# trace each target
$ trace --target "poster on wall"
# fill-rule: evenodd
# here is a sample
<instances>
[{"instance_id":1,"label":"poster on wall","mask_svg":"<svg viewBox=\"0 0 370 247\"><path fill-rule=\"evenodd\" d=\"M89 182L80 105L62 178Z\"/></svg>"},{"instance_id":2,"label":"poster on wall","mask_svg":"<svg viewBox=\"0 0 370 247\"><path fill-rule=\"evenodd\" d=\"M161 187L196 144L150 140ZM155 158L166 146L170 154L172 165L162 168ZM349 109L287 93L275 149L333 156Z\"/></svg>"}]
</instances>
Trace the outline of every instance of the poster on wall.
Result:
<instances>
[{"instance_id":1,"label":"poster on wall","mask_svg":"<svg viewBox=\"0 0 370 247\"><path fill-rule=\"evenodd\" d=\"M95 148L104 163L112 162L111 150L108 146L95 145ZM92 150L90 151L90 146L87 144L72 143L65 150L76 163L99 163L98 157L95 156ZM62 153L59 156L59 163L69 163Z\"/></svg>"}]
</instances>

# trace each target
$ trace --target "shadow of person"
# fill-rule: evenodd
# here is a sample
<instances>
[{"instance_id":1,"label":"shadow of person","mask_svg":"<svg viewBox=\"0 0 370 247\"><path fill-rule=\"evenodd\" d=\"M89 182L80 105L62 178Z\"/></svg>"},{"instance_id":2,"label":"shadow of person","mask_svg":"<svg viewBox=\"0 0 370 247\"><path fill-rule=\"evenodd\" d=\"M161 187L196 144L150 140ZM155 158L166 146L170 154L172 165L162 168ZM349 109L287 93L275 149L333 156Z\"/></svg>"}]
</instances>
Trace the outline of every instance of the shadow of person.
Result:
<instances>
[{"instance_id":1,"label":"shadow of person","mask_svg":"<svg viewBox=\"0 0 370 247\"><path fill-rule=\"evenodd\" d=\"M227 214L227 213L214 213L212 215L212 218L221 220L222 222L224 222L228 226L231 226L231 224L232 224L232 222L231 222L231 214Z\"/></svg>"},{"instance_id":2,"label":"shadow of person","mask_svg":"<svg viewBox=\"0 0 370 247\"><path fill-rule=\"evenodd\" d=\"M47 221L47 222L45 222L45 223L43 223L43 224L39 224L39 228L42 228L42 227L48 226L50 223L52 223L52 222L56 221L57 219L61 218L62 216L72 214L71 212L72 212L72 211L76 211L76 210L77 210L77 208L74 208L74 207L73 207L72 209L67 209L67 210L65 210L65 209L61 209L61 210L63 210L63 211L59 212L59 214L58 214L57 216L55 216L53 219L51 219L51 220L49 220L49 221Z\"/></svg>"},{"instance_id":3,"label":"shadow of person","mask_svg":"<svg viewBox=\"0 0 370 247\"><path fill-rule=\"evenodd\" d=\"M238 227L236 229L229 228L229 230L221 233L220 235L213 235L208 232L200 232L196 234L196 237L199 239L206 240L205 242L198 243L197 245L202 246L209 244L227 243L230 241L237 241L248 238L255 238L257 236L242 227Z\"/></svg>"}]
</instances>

^^^^^^^^^^^^^^^^

Nothing is to be left out: set down all the records again exactly.

▶ [ANSWER SECTION]:
# trace each target
$ trace --target "poster on wall"
# fill-rule: evenodd
# here is a sample
<instances>
[{"instance_id":1,"label":"poster on wall","mask_svg":"<svg viewBox=\"0 0 370 247\"><path fill-rule=\"evenodd\" d=\"M89 182L80 105L62 178Z\"/></svg>"},{"instance_id":2,"label":"poster on wall","mask_svg":"<svg viewBox=\"0 0 370 247\"><path fill-rule=\"evenodd\" d=\"M161 187L196 144L150 140ZM155 158L166 146L170 154L172 165L162 168ZM349 109L287 93L275 149L333 156Z\"/></svg>"}]
</instances>
Trace the outline of every instance of the poster on wall.
Result:
<instances>
[{"instance_id":1,"label":"poster on wall","mask_svg":"<svg viewBox=\"0 0 370 247\"><path fill-rule=\"evenodd\" d=\"M95 148L104 163L112 162L111 150L108 146L95 145ZM92 150L90 151L90 146L87 144L72 143L65 150L76 163L99 163L98 157L95 156ZM62 153L59 156L59 163L69 163Z\"/></svg>"}]
</instances>

# trace each target
$ trace --target "shadow of person"
# fill-rule: evenodd
# here is a sample
<instances>
[{"instance_id":1,"label":"shadow of person","mask_svg":"<svg viewBox=\"0 0 370 247\"><path fill-rule=\"evenodd\" d=\"M89 182L80 105L62 178Z\"/></svg>"},{"instance_id":2,"label":"shadow of person","mask_svg":"<svg viewBox=\"0 0 370 247\"><path fill-rule=\"evenodd\" d=\"M161 187L196 144L150 140ZM155 158L166 146L170 154L172 165L162 168ZM349 109L287 93L275 149L333 156Z\"/></svg>"}]
</instances>
Trace the outline of every instance of the shadow of person.
Result:
<instances>
[{"instance_id":1,"label":"shadow of person","mask_svg":"<svg viewBox=\"0 0 370 247\"><path fill-rule=\"evenodd\" d=\"M227 214L227 213L214 213L212 215L212 218L221 220L222 222L224 222L228 226L231 226L231 224L232 224L232 222L231 222L231 214Z\"/></svg>"},{"instance_id":2,"label":"shadow of person","mask_svg":"<svg viewBox=\"0 0 370 247\"><path fill-rule=\"evenodd\" d=\"M47 221L47 222L45 222L45 223L43 223L43 224L39 224L39 228L42 228L42 227L48 226L50 223L52 223L52 222L56 221L57 219L61 218L62 216L72 214L71 212L72 212L72 211L76 211L76 210L77 210L77 208L74 208L74 207L73 207L72 209L67 209L67 210L65 210L65 209L61 209L61 210L63 210L63 211L59 212L59 214L58 214L57 216L55 216L53 219L51 219L51 220L49 220L49 221Z\"/></svg>"},{"instance_id":3,"label":"shadow of person","mask_svg":"<svg viewBox=\"0 0 370 247\"><path fill-rule=\"evenodd\" d=\"M238 227L236 229L229 228L229 230L221 233L220 235L213 235L208 232L200 232L196 234L196 237L199 239L206 240L205 242L198 243L197 245L202 246L209 244L227 243L230 241L237 241L248 238L255 238L257 236L242 227Z\"/></svg>"}]
</instances>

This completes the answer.